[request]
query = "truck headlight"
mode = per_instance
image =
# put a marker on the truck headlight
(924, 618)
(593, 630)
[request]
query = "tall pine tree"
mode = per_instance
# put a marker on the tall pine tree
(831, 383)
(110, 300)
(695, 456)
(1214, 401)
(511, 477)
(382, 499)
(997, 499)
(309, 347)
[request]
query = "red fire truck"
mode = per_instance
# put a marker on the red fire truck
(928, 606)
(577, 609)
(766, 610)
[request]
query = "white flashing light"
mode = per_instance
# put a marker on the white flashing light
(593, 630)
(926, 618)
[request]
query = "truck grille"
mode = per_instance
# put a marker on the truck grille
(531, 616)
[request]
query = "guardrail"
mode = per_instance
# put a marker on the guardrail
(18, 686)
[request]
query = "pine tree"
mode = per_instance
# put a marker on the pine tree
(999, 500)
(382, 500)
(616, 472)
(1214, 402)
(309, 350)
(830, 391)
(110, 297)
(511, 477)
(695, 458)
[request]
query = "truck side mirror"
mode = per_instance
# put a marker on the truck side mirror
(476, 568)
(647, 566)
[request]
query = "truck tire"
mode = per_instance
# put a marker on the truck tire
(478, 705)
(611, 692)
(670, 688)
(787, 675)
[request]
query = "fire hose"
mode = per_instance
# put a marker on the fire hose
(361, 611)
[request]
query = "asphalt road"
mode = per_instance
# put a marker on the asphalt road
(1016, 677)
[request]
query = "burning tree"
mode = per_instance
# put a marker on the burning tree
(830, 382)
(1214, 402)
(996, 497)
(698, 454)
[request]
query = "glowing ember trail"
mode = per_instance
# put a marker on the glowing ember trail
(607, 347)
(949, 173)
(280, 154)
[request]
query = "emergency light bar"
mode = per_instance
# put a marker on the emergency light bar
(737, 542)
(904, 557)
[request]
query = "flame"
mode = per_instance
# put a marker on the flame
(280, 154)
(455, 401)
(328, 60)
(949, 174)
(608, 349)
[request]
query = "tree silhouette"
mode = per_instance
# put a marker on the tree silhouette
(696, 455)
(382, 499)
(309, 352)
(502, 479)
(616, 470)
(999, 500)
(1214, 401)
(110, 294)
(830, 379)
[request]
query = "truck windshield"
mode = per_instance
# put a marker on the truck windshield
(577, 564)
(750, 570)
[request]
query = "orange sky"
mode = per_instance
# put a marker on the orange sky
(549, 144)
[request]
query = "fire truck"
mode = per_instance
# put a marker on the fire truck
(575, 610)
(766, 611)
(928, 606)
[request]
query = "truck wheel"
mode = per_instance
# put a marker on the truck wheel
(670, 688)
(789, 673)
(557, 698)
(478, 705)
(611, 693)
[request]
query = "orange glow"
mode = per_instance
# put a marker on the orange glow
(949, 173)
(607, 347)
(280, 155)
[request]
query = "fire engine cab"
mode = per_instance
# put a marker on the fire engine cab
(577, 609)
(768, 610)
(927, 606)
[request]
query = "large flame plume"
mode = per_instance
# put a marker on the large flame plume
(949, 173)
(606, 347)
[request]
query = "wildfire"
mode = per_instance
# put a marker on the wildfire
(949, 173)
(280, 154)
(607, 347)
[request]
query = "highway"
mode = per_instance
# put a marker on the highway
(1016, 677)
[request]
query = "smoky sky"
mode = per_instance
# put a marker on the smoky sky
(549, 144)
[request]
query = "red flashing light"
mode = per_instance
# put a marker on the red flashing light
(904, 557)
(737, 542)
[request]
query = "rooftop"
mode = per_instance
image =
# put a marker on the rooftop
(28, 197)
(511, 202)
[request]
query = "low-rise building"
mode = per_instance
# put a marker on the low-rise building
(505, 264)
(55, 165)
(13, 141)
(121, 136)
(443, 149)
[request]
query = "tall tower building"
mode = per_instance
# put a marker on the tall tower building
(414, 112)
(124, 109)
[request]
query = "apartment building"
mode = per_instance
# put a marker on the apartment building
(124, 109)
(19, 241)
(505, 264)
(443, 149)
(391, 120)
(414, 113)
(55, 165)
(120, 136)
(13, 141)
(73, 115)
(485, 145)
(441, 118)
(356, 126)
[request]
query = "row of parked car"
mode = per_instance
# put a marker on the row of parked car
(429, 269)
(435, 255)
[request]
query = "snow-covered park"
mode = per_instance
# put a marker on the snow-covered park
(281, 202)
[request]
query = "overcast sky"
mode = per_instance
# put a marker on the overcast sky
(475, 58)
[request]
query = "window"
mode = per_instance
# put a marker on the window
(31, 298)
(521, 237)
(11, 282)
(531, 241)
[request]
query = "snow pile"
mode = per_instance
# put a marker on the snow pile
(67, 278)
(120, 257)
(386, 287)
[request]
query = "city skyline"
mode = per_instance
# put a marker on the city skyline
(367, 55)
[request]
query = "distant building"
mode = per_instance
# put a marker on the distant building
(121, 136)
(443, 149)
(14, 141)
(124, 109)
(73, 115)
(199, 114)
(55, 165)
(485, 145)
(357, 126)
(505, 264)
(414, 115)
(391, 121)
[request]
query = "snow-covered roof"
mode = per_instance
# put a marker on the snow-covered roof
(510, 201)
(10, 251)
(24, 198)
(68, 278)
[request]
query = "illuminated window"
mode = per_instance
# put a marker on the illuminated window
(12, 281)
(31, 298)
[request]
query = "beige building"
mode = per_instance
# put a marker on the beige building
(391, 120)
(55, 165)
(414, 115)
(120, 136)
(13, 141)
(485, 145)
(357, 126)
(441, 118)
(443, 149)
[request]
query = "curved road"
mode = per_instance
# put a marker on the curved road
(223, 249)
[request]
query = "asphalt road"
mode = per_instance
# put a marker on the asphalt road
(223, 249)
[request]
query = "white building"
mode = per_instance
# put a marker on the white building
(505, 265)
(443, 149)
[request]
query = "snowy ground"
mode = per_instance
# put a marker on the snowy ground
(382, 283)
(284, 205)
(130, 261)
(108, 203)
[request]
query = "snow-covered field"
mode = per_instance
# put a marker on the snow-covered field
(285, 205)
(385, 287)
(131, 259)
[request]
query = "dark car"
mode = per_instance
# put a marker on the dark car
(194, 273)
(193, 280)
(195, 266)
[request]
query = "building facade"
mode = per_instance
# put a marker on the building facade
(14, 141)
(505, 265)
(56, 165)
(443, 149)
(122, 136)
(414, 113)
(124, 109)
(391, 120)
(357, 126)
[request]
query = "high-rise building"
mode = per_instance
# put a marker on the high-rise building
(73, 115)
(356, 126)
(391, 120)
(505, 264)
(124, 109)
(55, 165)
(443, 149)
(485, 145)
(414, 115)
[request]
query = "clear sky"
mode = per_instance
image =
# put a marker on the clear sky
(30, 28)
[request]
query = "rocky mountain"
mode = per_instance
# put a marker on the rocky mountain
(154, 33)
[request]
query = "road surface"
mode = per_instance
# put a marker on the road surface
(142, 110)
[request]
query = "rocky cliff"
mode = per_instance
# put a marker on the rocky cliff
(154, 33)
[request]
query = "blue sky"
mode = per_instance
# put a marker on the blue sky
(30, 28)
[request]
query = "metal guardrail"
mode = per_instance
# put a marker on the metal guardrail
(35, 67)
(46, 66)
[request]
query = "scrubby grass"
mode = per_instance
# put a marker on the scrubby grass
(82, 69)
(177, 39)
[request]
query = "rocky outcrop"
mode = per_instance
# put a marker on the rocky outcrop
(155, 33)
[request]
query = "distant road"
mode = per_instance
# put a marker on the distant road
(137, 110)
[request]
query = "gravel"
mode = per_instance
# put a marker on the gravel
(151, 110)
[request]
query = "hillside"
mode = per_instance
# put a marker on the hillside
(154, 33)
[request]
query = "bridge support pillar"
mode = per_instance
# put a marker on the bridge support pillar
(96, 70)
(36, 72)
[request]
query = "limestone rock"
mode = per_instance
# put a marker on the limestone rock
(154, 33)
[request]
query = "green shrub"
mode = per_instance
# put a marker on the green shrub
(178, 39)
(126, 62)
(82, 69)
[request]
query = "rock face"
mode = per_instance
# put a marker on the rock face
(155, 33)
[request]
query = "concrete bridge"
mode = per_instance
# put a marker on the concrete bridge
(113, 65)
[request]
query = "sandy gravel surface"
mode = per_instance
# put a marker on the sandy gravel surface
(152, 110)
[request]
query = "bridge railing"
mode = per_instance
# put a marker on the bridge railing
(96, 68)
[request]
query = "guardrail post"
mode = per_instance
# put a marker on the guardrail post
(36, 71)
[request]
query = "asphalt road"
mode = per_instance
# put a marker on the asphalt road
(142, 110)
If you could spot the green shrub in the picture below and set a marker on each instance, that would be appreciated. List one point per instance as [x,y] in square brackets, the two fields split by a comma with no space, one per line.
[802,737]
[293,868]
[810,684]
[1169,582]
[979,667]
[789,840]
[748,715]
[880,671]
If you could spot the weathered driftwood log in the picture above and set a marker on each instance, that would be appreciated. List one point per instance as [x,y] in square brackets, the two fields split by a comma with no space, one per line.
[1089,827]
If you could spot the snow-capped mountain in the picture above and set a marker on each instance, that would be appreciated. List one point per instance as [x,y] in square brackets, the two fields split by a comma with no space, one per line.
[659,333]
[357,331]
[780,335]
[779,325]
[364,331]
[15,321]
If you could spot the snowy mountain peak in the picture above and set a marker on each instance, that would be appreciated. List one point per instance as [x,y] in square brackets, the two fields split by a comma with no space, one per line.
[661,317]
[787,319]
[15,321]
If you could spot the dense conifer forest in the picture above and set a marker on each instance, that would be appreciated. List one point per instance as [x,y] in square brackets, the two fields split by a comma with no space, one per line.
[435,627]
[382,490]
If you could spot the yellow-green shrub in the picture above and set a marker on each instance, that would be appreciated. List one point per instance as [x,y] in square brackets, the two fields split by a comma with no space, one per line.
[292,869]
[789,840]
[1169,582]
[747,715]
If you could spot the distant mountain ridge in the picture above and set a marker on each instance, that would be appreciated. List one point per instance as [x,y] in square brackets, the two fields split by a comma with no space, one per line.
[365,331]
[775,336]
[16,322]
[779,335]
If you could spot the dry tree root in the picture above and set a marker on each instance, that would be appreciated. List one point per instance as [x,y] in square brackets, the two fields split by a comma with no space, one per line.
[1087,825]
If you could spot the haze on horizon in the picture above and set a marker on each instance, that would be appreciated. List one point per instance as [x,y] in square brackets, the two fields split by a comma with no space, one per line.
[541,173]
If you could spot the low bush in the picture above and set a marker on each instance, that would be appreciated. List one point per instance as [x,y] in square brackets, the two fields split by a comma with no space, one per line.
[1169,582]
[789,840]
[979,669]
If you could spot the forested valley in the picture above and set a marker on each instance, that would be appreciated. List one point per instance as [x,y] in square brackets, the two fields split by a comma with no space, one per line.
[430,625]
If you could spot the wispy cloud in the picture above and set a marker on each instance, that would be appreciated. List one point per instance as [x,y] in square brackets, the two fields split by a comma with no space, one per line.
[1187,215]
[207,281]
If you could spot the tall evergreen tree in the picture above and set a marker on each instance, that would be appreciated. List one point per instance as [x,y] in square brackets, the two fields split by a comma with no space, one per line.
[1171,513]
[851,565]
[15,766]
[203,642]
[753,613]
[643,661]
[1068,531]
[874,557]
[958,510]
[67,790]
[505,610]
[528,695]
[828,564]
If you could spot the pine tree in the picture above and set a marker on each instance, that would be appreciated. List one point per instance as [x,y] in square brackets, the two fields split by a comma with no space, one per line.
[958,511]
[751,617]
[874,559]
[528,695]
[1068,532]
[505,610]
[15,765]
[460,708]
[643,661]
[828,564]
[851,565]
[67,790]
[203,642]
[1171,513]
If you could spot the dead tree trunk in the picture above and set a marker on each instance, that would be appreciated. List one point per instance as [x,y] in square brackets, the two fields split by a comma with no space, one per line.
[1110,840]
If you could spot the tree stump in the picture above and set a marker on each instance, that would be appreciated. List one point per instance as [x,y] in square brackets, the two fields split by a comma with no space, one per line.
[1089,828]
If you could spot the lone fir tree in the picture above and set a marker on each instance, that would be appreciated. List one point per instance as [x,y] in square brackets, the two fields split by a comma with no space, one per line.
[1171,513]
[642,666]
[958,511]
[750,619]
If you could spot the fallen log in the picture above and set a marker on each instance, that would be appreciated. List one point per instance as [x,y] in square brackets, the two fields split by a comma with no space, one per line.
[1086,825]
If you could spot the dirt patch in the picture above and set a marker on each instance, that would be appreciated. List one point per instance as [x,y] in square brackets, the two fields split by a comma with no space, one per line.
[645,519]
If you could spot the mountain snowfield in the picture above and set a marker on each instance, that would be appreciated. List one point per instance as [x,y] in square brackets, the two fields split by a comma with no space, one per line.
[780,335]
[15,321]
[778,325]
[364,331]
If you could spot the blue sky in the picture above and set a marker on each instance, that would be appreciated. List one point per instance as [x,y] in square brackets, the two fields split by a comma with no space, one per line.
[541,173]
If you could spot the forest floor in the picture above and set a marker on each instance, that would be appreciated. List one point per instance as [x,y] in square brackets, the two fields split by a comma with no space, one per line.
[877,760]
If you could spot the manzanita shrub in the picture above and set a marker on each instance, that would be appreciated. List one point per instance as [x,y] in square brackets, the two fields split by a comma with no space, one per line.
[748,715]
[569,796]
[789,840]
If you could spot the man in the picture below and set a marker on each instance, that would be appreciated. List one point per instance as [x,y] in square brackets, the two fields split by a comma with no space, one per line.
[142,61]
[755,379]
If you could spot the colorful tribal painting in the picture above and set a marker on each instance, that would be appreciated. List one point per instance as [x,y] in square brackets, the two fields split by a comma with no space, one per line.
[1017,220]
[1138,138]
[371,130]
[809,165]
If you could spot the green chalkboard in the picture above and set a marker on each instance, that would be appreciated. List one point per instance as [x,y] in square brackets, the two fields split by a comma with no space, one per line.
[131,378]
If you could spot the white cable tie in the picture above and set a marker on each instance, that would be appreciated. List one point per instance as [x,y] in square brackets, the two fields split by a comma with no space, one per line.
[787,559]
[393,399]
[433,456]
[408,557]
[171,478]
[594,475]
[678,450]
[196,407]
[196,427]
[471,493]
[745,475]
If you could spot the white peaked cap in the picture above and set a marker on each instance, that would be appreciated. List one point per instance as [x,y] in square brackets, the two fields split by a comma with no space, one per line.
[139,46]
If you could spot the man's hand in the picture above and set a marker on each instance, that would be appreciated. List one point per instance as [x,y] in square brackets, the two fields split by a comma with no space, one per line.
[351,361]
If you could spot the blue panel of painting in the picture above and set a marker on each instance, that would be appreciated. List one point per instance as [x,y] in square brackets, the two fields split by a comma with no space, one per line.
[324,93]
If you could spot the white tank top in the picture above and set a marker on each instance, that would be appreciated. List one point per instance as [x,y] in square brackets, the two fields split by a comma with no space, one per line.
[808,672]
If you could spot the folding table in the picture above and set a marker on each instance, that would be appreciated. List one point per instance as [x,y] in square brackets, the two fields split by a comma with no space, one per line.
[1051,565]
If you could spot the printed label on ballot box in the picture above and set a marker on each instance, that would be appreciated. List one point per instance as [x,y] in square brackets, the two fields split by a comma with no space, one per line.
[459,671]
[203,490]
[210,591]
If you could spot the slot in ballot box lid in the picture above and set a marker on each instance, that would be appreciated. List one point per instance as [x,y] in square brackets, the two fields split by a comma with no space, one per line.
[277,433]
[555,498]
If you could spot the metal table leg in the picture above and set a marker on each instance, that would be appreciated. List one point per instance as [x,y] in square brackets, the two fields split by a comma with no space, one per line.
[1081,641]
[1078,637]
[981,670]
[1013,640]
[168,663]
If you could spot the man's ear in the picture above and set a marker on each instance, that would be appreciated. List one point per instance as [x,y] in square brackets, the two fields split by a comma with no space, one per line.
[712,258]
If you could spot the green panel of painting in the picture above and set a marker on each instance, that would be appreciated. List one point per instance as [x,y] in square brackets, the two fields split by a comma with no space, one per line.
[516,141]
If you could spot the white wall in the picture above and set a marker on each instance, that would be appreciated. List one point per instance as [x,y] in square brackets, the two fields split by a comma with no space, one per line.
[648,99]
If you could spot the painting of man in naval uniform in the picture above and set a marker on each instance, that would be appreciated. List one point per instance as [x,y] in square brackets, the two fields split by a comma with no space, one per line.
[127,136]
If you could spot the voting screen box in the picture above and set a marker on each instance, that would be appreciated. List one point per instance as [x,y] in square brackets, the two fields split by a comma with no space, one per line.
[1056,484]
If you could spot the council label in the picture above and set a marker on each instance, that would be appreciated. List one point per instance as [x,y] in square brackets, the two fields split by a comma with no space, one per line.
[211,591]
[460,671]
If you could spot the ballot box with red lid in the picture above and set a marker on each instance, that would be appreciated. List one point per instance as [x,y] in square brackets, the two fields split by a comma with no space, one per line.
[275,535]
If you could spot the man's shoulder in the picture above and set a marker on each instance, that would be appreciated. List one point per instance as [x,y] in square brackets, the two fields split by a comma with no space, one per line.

━━━

• Assignment:
Your answer should consist only of the lines from the one that holds "If you could spot the council" to the end of the entries above, both ends included, each repeated exactly.

• Exercise solution:
If you could spot the council label in the picture above and set a marker on each instance, that would be appreciated. List one point per instance as [x,y] in square brackets, the two fields split by a comma with no space, one per line.
[211,591]
[460,671]
If you could spot the ballot box with red lid in the picture above and set a marker on each instance, that would be appreciated. List one point per instance as [x,y] in square brackets, the two fields split by a comma with no space, one per line.
[275,535]
If you could spot the man's shoulder in the picture above and set a marker on each instance, that would be appreciated. List one point per instance as [x,y] in square brackets, the two fields split by a comma with no space, one per line.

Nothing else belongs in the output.